DATA FOR THE TASK
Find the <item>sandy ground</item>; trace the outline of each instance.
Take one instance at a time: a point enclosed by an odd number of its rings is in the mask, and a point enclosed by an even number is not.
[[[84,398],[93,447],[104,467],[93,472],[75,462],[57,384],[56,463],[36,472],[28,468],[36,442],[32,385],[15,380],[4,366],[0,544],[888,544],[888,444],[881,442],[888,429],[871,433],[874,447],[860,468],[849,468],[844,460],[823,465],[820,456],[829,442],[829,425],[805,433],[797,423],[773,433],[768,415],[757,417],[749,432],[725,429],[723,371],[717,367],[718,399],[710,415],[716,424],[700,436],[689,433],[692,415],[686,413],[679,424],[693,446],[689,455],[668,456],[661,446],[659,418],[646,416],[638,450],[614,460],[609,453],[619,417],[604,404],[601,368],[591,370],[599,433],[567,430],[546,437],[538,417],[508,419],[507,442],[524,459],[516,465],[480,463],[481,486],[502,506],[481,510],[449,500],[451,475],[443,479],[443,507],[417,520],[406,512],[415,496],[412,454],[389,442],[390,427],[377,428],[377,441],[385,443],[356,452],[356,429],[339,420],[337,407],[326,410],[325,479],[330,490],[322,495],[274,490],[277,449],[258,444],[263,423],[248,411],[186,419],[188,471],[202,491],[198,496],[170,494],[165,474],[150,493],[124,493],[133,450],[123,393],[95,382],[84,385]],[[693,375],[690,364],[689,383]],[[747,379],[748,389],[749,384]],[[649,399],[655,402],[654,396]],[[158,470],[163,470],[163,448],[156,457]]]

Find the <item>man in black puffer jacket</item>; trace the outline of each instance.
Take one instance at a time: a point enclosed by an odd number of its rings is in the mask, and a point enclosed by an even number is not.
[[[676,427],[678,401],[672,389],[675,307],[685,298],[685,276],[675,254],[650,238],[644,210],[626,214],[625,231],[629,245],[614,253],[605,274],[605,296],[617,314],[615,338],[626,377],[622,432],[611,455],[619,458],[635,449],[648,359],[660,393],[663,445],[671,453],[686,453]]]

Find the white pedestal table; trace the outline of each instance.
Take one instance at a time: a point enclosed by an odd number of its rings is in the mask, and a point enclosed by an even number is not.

WHAT TO PRODUCE
Please give back all of the records exactly as written.

SOLUTION TO THE PROBLEM
Find the <item>sandy ground</item>; trace the outline of each instance.
Take one instance at a time: a point enclosed by an odd number of its rings is in the mask, and a point enclosed by an even number is not.
[[[84,398],[93,447],[104,467],[93,472],[75,462],[57,384],[56,463],[36,472],[28,468],[36,442],[32,385],[15,380],[4,366],[0,544],[888,544],[888,444],[881,442],[888,429],[871,433],[874,447],[860,468],[849,468],[844,460],[823,465],[820,456],[829,442],[829,425],[805,433],[797,423],[773,433],[768,415],[757,417],[749,432],[725,429],[723,371],[717,367],[718,399],[710,415],[716,424],[700,436],[689,433],[692,415],[686,413],[679,424],[693,446],[689,455],[668,456],[661,446],[659,418],[646,416],[638,450],[614,460],[609,453],[619,417],[604,404],[601,368],[591,370],[599,433],[567,430],[546,437],[538,417],[508,419],[507,442],[524,459],[516,465],[480,463],[481,486],[502,506],[481,510],[449,500],[451,475],[443,479],[443,507],[417,520],[406,512],[415,496],[412,454],[389,442],[390,427],[377,428],[377,441],[385,443],[356,452],[356,429],[339,420],[337,407],[326,410],[325,479],[330,490],[322,495],[274,490],[277,449],[258,444],[263,423],[248,411],[186,419],[188,471],[202,491],[198,496],[170,494],[165,474],[150,493],[124,493],[133,450],[123,393],[95,382],[84,385]],[[693,375],[690,364],[689,383]],[[747,379],[748,389],[749,384]],[[649,399],[655,402],[654,396]],[[158,470],[163,470],[163,448],[156,457]]]

Find the <item>man in black puffer jacket</item>; trace the outline of each instance.
Take one instance at a time: a point enclosed by an odd number of its rings is in the mask, and a point enclosed by an even number is not.
[[[676,427],[678,401],[672,389],[675,307],[685,298],[685,276],[675,254],[650,238],[644,210],[626,214],[625,231],[629,245],[614,253],[605,274],[605,296],[617,314],[615,338],[626,377],[622,432],[611,455],[619,458],[635,449],[648,359],[660,393],[663,445],[671,453],[686,453]]]

Find the white pedestal table; trace the outline of each instance.
Take one instance at a time: a point enclosed by an odd number of its rings is in the mask, and a point enclosed by an even number is not.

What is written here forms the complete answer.